Exercise details> In your answer, every line of the records should be written out exactly.

Data excerpts:
★ ★ ★ ★

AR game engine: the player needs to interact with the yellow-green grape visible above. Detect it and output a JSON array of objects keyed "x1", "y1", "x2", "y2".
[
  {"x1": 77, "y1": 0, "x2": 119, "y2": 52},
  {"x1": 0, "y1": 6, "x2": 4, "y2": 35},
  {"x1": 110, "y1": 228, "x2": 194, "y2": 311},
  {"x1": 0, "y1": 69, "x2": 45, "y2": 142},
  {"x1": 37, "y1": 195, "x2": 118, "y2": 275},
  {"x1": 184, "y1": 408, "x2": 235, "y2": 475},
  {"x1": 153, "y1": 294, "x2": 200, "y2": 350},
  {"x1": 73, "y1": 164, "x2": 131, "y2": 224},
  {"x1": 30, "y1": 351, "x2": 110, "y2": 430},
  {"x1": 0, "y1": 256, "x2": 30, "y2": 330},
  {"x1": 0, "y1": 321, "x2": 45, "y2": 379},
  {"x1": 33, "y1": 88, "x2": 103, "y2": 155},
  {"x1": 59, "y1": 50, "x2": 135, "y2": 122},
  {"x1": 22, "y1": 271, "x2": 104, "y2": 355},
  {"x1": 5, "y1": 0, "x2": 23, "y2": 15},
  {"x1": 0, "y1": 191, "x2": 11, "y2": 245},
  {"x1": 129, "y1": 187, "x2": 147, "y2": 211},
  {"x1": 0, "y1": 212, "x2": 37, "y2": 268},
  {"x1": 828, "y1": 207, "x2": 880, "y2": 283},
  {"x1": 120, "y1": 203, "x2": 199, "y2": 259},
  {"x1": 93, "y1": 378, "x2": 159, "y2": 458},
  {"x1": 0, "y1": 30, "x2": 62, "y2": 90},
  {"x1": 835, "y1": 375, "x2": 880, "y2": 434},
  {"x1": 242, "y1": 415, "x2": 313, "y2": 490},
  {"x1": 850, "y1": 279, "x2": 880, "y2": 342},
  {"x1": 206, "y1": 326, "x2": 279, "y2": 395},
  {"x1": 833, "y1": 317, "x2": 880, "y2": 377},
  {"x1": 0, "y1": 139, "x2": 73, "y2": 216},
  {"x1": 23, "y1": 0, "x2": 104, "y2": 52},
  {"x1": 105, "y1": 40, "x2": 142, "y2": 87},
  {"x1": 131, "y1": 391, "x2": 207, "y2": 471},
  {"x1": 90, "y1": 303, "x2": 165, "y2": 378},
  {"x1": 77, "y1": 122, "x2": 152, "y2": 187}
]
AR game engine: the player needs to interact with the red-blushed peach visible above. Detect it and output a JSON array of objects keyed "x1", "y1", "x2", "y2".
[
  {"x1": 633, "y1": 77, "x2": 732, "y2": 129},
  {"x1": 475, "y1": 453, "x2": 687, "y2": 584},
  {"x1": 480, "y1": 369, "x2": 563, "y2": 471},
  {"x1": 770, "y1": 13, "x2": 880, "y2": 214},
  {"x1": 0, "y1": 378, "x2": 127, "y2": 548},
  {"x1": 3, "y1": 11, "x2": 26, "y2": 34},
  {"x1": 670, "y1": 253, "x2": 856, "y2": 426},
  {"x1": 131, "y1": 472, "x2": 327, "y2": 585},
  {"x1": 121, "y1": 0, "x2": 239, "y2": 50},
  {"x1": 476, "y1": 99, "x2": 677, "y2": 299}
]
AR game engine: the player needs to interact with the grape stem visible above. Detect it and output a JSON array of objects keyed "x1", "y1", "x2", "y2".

★ ★ ★ ★

Response to this exercise>
AR game engine: the player needs to interact with the yellow-green grape visible above. Detect it and output a JSON array of objects keyed "x1", "y1", "x2", "y2".
[
  {"x1": 77, "y1": 0, "x2": 119, "y2": 52},
  {"x1": 0, "y1": 6, "x2": 4, "y2": 35},
  {"x1": 110, "y1": 228, "x2": 194, "y2": 311},
  {"x1": 0, "y1": 69, "x2": 45, "y2": 142},
  {"x1": 37, "y1": 195, "x2": 118, "y2": 275},
  {"x1": 184, "y1": 408, "x2": 235, "y2": 475},
  {"x1": 153, "y1": 294, "x2": 200, "y2": 350},
  {"x1": 73, "y1": 164, "x2": 131, "y2": 224},
  {"x1": 30, "y1": 351, "x2": 110, "y2": 430},
  {"x1": 0, "y1": 256, "x2": 30, "y2": 330},
  {"x1": 0, "y1": 321, "x2": 45, "y2": 379},
  {"x1": 33, "y1": 88, "x2": 103, "y2": 155},
  {"x1": 59, "y1": 50, "x2": 135, "y2": 122},
  {"x1": 22, "y1": 271, "x2": 104, "y2": 355},
  {"x1": 5, "y1": 0, "x2": 23, "y2": 15},
  {"x1": 0, "y1": 191, "x2": 11, "y2": 245},
  {"x1": 129, "y1": 187, "x2": 147, "y2": 211},
  {"x1": 0, "y1": 212, "x2": 37, "y2": 268},
  {"x1": 828, "y1": 207, "x2": 880, "y2": 283},
  {"x1": 120, "y1": 203, "x2": 199, "y2": 259},
  {"x1": 93, "y1": 378, "x2": 159, "y2": 458},
  {"x1": 0, "y1": 30, "x2": 62, "y2": 90},
  {"x1": 835, "y1": 375, "x2": 880, "y2": 434},
  {"x1": 242, "y1": 415, "x2": 313, "y2": 490},
  {"x1": 850, "y1": 279, "x2": 880, "y2": 342},
  {"x1": 206, "y1": 326, "x2": 279, "y2": 395},
  {"x1": 833, "y1": 317, "x2": 880, "y2": 377},
  {"x1": 0, "y1": 139, "x2": 73, "y2": 216},
  {"x1": 23, "y1": 0, "x2": 104, "y2": 52},
  {"x1": 105, "y1": 40, "x2": 142, "y2": 87},
  {"x1": 131, "y1": 391, "x2": 207, "y2": 471},
  {"x1": 90, "y1": 303, "x2": 165, "y2": 378},
  {"x1": 77, "y1": 122, "x2": 152, "y2": 187}
]
AR game engine: the player needs to interact with the red-blushed peach visible above. Detect it and output a JSON array of objects keyed "x1", "y1", "x2", "y2".
[
  {"x1": 633, "y1": 77, "x2": 732, "y2": 129},
  {"x1": 475, "y1": 453, "x2": 687, "y2": 584},
  {"x1": 480, "y1": 369, "x2": 563, "y2": 471},
  {"x1": 770, "y1": 13, "x2": 880, "y2": 214},
  {"x1": 0, "y1": 378, "x2": 127, "y2": 548},
  {"x1": 3, "y1": 11, "x2": 26, "y2": 34},
  {"x1": 670, "y1": 253, "x2": 856, "y2": 426},
  {"x1": 131, "y1": 472, "x2": 327, "y2": 585},
  {"x1": 121, "y1": 0, "x2": 239, "y2": 50},
  {"x1": 476, "y1": 99, "x2": 677, "y2": 299}
]
AR game engine: the player needs to interact with the grape stem visible above. Detect it and output a JSON array of objects keyed "x1", "y1", "x2", "y2".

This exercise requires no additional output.